**What you will do**
Scan the entries that follow for the word "before", then report every line in which it appears.

++++ Given entries ++++

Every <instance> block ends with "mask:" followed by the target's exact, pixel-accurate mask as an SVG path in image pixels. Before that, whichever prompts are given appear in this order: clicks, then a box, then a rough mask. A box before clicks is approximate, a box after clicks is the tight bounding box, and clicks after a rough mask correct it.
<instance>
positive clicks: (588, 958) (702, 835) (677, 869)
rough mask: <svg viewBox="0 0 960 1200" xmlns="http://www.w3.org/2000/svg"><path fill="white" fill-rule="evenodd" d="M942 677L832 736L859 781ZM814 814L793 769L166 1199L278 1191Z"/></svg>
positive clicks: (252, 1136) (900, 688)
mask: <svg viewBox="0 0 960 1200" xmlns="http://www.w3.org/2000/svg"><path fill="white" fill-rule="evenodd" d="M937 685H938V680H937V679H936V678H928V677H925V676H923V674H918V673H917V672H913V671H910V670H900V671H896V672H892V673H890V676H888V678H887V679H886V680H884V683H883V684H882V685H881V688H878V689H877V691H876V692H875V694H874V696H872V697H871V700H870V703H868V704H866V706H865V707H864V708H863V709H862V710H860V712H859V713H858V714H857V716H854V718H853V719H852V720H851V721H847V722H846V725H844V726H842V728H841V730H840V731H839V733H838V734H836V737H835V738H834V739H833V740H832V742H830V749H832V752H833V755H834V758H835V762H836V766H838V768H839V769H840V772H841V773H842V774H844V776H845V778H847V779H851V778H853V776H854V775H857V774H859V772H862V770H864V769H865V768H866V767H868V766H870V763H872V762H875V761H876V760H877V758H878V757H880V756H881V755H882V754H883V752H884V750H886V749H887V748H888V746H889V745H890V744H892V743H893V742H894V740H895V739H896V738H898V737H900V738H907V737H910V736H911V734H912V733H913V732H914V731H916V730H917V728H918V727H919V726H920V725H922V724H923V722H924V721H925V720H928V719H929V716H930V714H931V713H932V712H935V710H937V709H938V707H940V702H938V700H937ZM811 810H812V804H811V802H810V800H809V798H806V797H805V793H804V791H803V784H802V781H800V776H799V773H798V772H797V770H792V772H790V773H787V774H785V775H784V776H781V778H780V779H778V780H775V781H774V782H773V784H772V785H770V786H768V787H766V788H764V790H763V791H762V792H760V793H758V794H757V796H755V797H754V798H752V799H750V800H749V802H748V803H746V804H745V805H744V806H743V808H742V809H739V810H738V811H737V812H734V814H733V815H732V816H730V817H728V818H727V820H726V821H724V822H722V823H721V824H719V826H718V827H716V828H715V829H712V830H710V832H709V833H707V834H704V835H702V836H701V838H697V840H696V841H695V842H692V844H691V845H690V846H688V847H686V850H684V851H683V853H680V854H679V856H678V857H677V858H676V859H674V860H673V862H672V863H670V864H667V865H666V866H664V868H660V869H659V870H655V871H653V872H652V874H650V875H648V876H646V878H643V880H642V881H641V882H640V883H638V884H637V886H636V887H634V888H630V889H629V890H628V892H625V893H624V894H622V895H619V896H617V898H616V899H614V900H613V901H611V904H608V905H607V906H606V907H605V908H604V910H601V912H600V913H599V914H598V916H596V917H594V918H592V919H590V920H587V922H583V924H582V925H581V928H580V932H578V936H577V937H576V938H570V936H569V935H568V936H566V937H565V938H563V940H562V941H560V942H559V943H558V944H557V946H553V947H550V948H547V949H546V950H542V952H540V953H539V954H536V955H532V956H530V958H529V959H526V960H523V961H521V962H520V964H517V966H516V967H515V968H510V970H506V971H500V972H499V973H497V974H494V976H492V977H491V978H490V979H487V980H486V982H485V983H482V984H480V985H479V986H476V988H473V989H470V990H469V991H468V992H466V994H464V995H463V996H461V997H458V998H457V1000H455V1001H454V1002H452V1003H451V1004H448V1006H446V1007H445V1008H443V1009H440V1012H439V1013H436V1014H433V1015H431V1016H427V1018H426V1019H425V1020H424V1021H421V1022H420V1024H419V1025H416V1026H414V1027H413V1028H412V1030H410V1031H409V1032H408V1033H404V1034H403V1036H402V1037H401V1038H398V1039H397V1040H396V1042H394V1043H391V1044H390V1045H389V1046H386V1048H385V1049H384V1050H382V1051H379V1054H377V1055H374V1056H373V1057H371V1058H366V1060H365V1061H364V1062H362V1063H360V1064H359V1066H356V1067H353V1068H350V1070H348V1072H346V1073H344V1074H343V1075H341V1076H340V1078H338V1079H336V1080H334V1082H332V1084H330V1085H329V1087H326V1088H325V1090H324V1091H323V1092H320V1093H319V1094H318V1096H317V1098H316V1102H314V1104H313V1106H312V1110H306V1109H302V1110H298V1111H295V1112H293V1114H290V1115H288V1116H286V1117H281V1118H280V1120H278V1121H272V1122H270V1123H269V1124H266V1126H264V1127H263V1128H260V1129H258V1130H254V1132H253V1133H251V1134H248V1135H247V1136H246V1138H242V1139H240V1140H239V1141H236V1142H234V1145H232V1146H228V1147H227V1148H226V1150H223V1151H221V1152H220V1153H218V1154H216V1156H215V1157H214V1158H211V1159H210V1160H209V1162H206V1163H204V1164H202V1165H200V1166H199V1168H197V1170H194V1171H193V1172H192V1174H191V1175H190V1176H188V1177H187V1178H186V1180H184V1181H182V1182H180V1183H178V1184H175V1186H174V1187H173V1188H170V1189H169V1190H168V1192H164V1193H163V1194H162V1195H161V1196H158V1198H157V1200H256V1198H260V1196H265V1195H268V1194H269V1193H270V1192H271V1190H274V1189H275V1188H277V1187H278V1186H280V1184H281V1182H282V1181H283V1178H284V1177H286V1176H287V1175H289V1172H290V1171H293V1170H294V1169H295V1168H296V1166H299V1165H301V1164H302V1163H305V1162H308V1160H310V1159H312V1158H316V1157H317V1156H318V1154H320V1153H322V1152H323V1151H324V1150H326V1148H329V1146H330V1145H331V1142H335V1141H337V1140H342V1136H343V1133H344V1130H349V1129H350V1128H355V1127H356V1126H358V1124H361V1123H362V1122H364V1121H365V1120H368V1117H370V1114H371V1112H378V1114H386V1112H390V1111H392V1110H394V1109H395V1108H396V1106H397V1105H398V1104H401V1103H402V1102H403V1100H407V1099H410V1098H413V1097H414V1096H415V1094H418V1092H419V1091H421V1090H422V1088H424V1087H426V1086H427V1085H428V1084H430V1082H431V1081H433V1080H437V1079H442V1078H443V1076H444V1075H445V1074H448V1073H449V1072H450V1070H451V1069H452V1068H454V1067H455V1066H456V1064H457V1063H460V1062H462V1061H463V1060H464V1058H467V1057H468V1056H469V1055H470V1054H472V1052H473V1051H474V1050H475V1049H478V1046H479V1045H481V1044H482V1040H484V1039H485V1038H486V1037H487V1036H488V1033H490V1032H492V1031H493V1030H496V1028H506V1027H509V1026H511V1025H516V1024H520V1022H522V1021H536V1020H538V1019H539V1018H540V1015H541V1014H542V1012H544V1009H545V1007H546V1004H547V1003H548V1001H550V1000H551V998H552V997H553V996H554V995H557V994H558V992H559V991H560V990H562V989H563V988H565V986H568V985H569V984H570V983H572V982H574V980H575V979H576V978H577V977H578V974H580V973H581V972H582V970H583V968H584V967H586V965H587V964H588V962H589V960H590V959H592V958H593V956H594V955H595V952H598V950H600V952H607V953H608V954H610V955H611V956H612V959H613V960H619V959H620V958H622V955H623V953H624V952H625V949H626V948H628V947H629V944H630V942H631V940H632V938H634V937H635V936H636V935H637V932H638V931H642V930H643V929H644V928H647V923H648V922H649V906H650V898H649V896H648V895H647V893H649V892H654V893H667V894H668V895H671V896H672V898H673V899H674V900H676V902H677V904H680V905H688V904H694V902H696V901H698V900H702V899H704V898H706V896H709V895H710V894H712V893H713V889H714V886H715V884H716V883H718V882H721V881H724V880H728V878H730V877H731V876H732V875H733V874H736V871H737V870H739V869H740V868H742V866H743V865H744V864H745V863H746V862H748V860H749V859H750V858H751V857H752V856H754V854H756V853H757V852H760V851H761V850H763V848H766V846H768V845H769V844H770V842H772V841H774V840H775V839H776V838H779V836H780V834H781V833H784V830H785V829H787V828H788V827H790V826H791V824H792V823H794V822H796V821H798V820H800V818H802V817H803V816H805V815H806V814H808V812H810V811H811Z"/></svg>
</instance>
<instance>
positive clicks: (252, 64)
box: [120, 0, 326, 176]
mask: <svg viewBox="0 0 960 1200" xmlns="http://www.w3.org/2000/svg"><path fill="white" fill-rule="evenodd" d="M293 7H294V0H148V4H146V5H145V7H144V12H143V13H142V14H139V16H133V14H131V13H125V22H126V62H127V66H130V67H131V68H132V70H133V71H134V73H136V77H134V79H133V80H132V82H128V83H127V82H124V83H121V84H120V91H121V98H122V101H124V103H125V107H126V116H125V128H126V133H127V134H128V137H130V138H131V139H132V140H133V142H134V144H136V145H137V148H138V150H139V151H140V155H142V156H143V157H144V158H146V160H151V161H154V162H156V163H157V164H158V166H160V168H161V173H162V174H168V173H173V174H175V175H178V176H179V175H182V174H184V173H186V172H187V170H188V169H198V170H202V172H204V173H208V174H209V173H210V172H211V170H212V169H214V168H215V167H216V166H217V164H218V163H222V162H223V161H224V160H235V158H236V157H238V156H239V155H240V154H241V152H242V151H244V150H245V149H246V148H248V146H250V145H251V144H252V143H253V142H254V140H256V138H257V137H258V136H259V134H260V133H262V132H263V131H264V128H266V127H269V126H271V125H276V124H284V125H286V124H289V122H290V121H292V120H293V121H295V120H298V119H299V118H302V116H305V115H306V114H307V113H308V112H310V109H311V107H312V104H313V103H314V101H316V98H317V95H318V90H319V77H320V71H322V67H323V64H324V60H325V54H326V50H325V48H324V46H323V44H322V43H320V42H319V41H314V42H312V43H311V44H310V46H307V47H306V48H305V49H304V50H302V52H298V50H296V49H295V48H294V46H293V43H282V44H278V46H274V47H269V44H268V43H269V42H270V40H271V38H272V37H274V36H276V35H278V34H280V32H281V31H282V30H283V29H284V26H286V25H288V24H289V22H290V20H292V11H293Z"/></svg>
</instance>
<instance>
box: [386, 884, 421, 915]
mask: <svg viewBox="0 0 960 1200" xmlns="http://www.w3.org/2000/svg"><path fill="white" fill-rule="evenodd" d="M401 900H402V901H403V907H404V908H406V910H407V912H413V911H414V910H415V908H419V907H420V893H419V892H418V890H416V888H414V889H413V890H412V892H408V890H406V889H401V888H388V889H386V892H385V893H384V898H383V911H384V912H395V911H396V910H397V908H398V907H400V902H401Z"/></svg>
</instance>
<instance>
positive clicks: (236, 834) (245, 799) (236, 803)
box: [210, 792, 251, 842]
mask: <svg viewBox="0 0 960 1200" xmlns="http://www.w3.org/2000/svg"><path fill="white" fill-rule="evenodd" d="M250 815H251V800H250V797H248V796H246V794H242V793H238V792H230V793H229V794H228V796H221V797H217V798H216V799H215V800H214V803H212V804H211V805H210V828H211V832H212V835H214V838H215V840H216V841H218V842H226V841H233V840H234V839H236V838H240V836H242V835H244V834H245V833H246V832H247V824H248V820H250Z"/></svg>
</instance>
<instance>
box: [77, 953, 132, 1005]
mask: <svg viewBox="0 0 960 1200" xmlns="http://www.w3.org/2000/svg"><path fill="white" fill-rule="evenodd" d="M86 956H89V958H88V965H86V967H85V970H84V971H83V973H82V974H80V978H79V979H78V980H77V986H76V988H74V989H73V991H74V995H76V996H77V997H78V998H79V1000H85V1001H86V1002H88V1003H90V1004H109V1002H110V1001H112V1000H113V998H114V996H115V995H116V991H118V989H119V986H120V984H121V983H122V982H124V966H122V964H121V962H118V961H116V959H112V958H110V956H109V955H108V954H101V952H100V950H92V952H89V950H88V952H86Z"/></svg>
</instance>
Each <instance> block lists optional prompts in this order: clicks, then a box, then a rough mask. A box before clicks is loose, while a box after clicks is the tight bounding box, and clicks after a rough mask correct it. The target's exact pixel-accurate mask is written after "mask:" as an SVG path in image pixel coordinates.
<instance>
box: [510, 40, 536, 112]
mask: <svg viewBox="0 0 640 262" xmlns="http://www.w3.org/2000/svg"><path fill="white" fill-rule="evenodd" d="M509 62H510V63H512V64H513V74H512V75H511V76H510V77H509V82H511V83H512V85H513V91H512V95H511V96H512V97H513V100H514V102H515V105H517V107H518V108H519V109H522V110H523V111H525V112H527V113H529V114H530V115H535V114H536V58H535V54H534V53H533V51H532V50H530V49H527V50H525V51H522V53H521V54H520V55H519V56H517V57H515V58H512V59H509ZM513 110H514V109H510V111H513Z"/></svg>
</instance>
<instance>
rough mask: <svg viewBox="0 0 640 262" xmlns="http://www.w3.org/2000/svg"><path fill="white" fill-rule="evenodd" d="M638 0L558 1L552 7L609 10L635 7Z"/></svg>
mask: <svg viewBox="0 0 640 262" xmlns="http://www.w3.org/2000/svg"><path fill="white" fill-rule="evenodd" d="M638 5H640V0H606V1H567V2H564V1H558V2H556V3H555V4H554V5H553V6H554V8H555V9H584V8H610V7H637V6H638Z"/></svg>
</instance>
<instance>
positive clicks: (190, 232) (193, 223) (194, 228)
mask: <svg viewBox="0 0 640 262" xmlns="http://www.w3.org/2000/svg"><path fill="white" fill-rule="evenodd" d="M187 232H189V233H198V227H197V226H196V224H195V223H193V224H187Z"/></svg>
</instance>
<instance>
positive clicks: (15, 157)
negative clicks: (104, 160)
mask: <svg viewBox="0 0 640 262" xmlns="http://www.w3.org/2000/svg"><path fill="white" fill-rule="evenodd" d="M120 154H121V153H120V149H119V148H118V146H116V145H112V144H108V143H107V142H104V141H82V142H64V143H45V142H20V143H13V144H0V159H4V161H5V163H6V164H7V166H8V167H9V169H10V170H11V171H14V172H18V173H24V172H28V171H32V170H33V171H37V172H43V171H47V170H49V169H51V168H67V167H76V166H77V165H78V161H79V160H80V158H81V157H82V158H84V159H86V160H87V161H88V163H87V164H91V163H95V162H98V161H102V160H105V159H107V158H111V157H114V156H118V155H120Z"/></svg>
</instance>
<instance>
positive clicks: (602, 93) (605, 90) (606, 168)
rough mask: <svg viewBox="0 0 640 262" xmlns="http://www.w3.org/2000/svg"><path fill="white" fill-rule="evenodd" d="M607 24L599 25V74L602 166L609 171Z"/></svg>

++++

**Solved exercise**
Every <instance> block ends with "mask:" followed by the target's exact, pixel-accurate mask as an SVG path in image pixels. Before that, whichever prompts are given appear in this order: clicks, then a box, then a rough mask. A box before clicks is approximate, a box after clicks is the tight bounding box, and clicks after a rough mask correct it.
Each <instance> block lists optional prompts in this order: clicks, then a box, then a rough mask. A box before clicks is loose, while a box after clicks is the tight bounding box, and clicks after a rough mask correct it. The target's exact pixel-accurate mask is written after "mask:" as an SVG path in image pixel coordinates.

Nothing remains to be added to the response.